[Point annotations for photos]
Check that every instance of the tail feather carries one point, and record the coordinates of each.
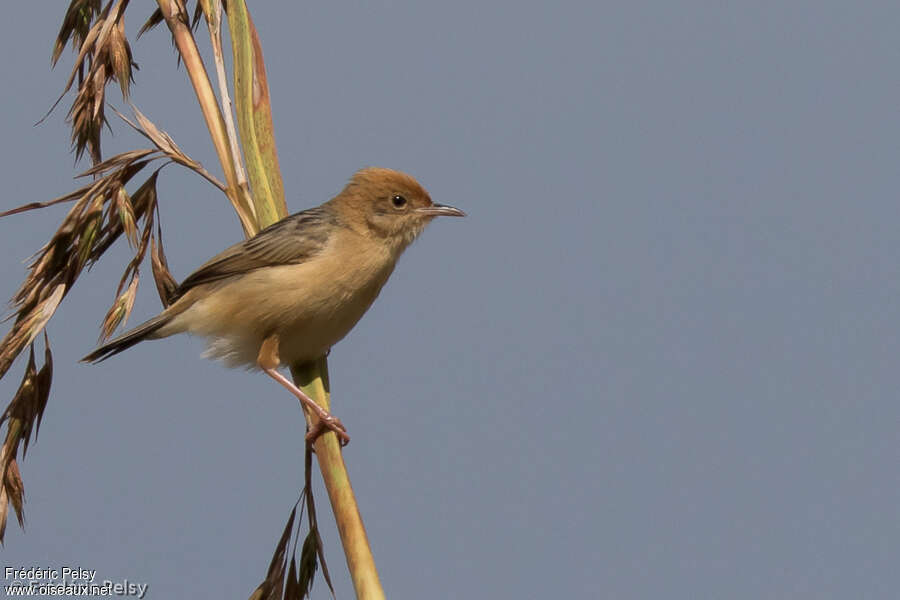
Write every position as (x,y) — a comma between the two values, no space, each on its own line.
(128,339)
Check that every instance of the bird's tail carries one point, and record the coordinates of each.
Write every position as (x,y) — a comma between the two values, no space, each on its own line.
(128,339)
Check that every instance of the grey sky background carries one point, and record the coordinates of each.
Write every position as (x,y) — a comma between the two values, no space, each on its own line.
(659,359)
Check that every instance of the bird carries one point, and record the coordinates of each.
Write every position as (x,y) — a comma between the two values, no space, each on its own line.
(292,291)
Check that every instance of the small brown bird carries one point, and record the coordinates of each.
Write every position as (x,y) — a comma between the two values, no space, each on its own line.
(292,291)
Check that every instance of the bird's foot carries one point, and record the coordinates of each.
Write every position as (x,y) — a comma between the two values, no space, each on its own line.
(328,422)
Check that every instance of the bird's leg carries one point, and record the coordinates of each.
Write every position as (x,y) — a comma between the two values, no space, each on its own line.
(268,360)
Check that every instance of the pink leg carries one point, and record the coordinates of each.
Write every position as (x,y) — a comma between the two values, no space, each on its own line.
(326,421)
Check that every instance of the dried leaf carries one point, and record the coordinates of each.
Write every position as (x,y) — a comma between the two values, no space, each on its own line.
(126,216)
(308,562)
(121,309)
(15,489)
(273,584)
(165,283)
(155,19)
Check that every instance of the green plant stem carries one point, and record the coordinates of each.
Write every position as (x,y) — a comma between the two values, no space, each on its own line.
(312,377)
(193,63)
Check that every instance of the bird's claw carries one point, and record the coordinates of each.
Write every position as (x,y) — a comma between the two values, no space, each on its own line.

_Task instructions_:
Rewrite the listing above, replacing "carries one point" with "is marked with one point" wherever it appears and changing nothing else. Leave the pictures out of your version.

_Result of the exercise_:
Check that every instance of the tail feather is marked with one point, and record the coordinates of each.
Write every position as (x,y) — a comma between the two values, no space, each on its own line.
(128,339)
Check that every instance of the bird's tail is marked with one point, and record the coordinates of each.
Write every position as (x,y) — a comma between the two values, no space, each on its own line.
(128,339)
Check that every instance of the grey sky background is marked with one point, and record the coordinates of each.
Write every position as (x,y) — a comma between the two values, no space, each on its own line.
(659,359)
Check that every instance of the bird is marked with one point, and record the coordinates of each.
Write every position as (x,y) — a comma between the two values, no space, each on its own line.
(292,291)
Check that every instance of the small brown bird is marked with one point, and record the coordinates of each.
Write every position as (x,y) — a comma between the two values, no space, each on its own line.
(292,291)
Check that every instance of the bird's foot is marked with one point, and record the coordinates of each.
Write every position as (x,y) — a comma between the two values, no space, each on its own line.
(328,422)
Check that every instance of the bird's leg is marked with one point, and record the coordinates of each.
Write every position as (x,y) — a comma between the two values, no space, each on its own line.
(268,360)
Check that every instance of the pink leg is marked with one point, and record the coordinates of each.
Write every position as (x,y) — a comma between the two values, no space, each on its own line.
(326,421)
Check that every instance of the dried leaf is marked with one point, and record the coordinates of each.
Write every position as (x,y) — a comma between the two values, no space, each on its own line.
(126,216)
(308,562)
(121,309)
(15,489)
(273,584)
(165,283)
(155,19)
Check that every instance of the green plant stem is marked with one point, and record the coordinates of each.
Write every position as (x,y) — a comma between the two values, no space, each on its own line.
(312,377)
(193,63)
Check that every instance of the bird's claw is marked with one point, and record the coordinates of each.
Write every position as (x,y) — a comma between the two values, no space, each on its own line.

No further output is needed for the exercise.